Donald Trump warns 'dictators' as Japan visit launches Asia tour

  05 November 2017    Read: 1746
Donald Trump warns 'dictators' as Japan visit launches Asia tour
Donald Trump has begun his tour of Asia with a warning that “no dictator” should underestimate America, in a thinly veiled reference to the North Korean leader, Kim Jong-un, Guardian reports.
“No one, no dictator, no regime … should underestimate American resolve,” Trump told cheering servicemen and women after he landed at Yokota air base near Tokyo on Sunday on the first leg of his five-nation trip.

“You are the greatest threat to tyrants and dictators who seek to prey on the innocent,” he said, adding that authoritarian regimes could also take the route “towards prosperity and peace”.

“No nation should ever underestimate American resolve,” said Trump, who did not refer to North Korea by name. “Every once a while in the past they underestimated us. It was not pleasant for them, was it? We will never yield, never waver and never falter in defence of our people, our freedom and our great American flag.”

In what many believe is a low-risk start to a 12-day visit that will include stops in South Korea, China, Vietnam and the Philippines, Trump praised US servicemen and women and their counterparts from Japan, a “treasured partner and crucial ally”.

In another remark apparently directed at Pyongyang, Trump said US forces “always, always win. This is the heritage of the US armed forces, the greatest force for freedom and justice that the world has ever known.”

DIRECTIVES —
1 > Using the article on Trump's Asia tour, answer each question briefly:
(a) At which air base did Trump land?
(b) How many days does the visit last?
(c) What words did Trump use to describe Japan?
2 > Resume the article on Trump's Asia tour after its final sentence and add a few more paragraphs.
The rows that come next are separate material and have no connection to the article on Trump's Asia tour.

DATA EXCERPTS —
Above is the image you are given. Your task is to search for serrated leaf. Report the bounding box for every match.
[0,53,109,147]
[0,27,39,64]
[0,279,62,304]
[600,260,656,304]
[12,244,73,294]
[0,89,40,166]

RESPONSE LIST —
1 >
(a) Yokota air base, near Tokyo
(b) 12 days
(c) A "treasured partner and crucial ally"

2 >
Japan’s prime minister, Shinzo Abe, is expected to seek assurances from Trump of Washington’s watertight commitment to security in a volatile Asia-Pacific region.

North Korea has launched two ballistic missiles over northern Japan in recent months, and has threatened to conduct a hydrogen bomb test in the Pacific Ocean to demonstrate it has developed the means to threaten the US mainland with nuclear weapons.

Trump said the US-Japan alliance had been the cornerstone of regional security for the past six decades, adding: “We dominate the sky, we dominate the sea, we dominate the land and space.”

In what appeared to be a break with his prepared script, Trump promised the assembled troops that they would be receiving “a lot more” defence equipment. “No one makes it like they make it in the US. A lot of stuff is coming – use it well.”

In September, he said he would also allow Japan and South Korea buy “highly sophisticated” US military equipment to counter the North Korean threat.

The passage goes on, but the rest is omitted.